#### TASK TO COMPLETE
Can you reproduce the rows below verbatim, keeping every line unchanged?

#### Excerpts from location labeling data
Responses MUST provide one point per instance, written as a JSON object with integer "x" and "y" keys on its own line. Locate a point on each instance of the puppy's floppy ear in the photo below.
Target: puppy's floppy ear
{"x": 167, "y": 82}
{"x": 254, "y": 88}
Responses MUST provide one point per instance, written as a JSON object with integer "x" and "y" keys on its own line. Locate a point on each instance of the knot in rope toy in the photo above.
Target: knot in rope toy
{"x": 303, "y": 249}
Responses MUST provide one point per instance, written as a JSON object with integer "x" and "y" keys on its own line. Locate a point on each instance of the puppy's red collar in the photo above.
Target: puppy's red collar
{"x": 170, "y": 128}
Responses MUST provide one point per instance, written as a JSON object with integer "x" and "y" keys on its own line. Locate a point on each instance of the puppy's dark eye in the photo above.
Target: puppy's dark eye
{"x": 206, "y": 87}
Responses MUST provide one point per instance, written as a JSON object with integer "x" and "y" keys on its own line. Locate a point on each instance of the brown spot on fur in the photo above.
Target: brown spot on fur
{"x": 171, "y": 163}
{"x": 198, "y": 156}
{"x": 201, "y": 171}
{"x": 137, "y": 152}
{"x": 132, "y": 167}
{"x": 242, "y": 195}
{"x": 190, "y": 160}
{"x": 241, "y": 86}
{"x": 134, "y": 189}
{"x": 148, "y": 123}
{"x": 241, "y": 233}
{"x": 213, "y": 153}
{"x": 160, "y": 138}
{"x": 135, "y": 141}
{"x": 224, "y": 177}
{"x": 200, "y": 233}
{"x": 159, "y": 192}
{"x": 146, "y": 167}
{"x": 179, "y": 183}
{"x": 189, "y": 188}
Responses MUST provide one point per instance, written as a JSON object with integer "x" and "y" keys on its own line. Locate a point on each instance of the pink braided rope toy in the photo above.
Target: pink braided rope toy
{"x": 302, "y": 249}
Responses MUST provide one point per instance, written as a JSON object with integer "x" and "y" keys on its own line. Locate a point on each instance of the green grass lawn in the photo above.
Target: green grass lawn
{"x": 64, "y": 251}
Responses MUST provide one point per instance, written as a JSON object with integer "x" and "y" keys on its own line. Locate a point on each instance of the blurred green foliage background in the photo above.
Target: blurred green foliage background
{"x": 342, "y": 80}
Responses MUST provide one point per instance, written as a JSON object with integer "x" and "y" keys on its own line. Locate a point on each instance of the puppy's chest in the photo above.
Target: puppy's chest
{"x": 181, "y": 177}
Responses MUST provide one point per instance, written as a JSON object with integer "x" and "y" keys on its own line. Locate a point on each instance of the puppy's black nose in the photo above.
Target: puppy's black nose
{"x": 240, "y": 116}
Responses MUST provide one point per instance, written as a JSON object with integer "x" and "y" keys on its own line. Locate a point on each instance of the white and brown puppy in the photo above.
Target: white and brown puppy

#### OUTPUT
Responses MUST provide one point per instance, written as a JSON object with integer "x" and "y" keys on its own line. Locate a point on each instance of the puppy's floppy ear in the photo below.
Target: puppy's floppy ear
{"x": 167, "y": 82}
{"x": 254, "y": 88}
Responses MUST provide one point per instance, written as a JSON object with integer "x" and "y" keys on its own line. Locate a point on each instance of the knot in rope toy in the photo above.
Target: knot in rope toy
{"x": 303, "y": 249}
Responses MUST provide one point per instance, written as a JSON object with integer "x" and "y" keys on its own line. Locate a point on each instance of the puppy's red collar in the photo above.
Target: puppy's red collar
{"x": 170, "y": 128}
Responses MUST provide one point per instance, written as a JSON object with integer "x" and "y" keys on its own line. Locate a point on each instance of the puppy's dark eye in the photo above.
Target: puppy's dark eye
{"x": 206, "y": 87}
Responses MUST provide one point per instance, written as a JSON object with integer "x" and "y" keys on its own line. Locate a point on each instance of the brown spot on fur in the photo above.
Target: brown spot on fur
{"x": 171, "y": 163}
{"x": 198, "y": 156}
{"x": 201, "y": 171}
{"x": 137, "y": 152}
{"x": 132, "y": 167}
{"x": 242, "y": 195}
{"x": 190, "y": 160}
{"x": 241, "y": 86}
{"x": 134, "y": 189}
{"x": 148, "y": 123}
{"x": 241, "y": 233}
{"x": 213, "y": 153}
{"x": 160, "y": 138}
{"x": 135, "y": 141}
{"x": 224, "y": 177}
{"x": 200, "y": 233}
{"x": 159, "y": 192}
{"x": 146, "y": 167}
{"x": 179, "y": 183}
{"x": 189, "y": 188}
Responses MUST provide one point per instance, written as a JSON object with integer "x" and "y" keys on its own line. Locate a point on each instance of the pink braided rope toy in the photo above.
Target: pink braided rope toy
{"x": 302, "y": 249}
Responses MUST provide one point per instance, written as a JSON object with integer "x" and "y" keys on its own line. Locate a point on each instance of the green grass lawn in the photo above.
Target: green grass lawn
{"x": 64, "y": 251}
Responses MUST provide one point per instance, written as a JSON object with integer "x" and "y" keys on its own line. Locate a point on each instance of the blurred green foliage background in the photo above.
Target: blurred green foliage background
{"x": 342, "y": 80}
Responses MUST provide one point per instance, written as a JSON object with integer "x" and "y" keys on its own line. Locate a point on each instance of the puppy's chest in the photo above.
Target: puppy's chest
{"x": 181, "y": 177}
Responses MUST provide one point per instance, written as a JSON object with integer "x" and "y" keys on its own line. Locate a point on each instance of the puppy's black nose in the photo above.
Target: puppy's black nose
{"x": 240, "y": 116}
Responses MUST provide one point per instance, written as a JSON object with integer "x" and "y" keys on its own line. Locate a point on each instance of the white and brown puppy in the photo above.
Target: white and brown puppy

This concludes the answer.